[Begin]
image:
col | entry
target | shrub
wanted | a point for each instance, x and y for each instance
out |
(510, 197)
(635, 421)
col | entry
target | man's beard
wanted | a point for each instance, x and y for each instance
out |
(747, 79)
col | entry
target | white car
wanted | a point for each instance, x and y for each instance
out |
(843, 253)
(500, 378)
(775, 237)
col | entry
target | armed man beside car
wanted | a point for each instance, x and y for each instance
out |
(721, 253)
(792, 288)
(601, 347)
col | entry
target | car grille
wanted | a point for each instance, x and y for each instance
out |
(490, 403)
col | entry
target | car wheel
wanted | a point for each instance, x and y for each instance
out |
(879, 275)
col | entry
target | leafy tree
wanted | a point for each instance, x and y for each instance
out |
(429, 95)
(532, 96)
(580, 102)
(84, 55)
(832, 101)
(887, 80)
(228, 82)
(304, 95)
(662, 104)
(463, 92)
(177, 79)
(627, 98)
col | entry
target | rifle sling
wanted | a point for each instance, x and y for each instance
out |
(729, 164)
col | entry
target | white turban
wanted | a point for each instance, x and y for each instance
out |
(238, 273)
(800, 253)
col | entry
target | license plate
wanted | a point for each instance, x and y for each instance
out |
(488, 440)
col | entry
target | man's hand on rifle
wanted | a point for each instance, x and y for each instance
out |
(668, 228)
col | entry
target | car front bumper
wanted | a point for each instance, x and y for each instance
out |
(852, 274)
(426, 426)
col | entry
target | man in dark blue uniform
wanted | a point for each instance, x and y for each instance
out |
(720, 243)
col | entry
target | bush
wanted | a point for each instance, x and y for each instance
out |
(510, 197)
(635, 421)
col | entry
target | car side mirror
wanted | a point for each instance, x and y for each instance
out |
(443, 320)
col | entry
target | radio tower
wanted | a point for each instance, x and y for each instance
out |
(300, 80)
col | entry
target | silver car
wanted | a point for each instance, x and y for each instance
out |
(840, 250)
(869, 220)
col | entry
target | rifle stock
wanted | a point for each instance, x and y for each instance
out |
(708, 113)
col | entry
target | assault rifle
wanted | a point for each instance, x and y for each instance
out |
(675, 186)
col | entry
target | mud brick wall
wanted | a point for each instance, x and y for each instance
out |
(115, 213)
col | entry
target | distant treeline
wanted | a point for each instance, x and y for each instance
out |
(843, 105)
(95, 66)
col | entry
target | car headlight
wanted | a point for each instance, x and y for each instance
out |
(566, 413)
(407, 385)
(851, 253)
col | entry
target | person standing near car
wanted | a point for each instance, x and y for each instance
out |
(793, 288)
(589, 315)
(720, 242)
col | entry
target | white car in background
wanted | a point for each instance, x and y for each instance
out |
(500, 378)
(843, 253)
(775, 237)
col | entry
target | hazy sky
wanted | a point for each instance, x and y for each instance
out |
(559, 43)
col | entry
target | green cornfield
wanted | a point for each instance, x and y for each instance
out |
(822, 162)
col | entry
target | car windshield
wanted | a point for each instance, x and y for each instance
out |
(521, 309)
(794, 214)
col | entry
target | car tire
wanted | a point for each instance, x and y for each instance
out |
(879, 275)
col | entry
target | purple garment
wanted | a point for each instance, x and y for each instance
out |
[End]
◆ WHAT THE EXERCISE ASKS ◆
Gather every line in the rows above that contains the string "rifle", copying each one in full. Matching is case-sensitive.

◆ EXERCISE RESPONSE ◆
target | rifle sling
target | man's hand on rifle
target | rifle stock
target | assault rifle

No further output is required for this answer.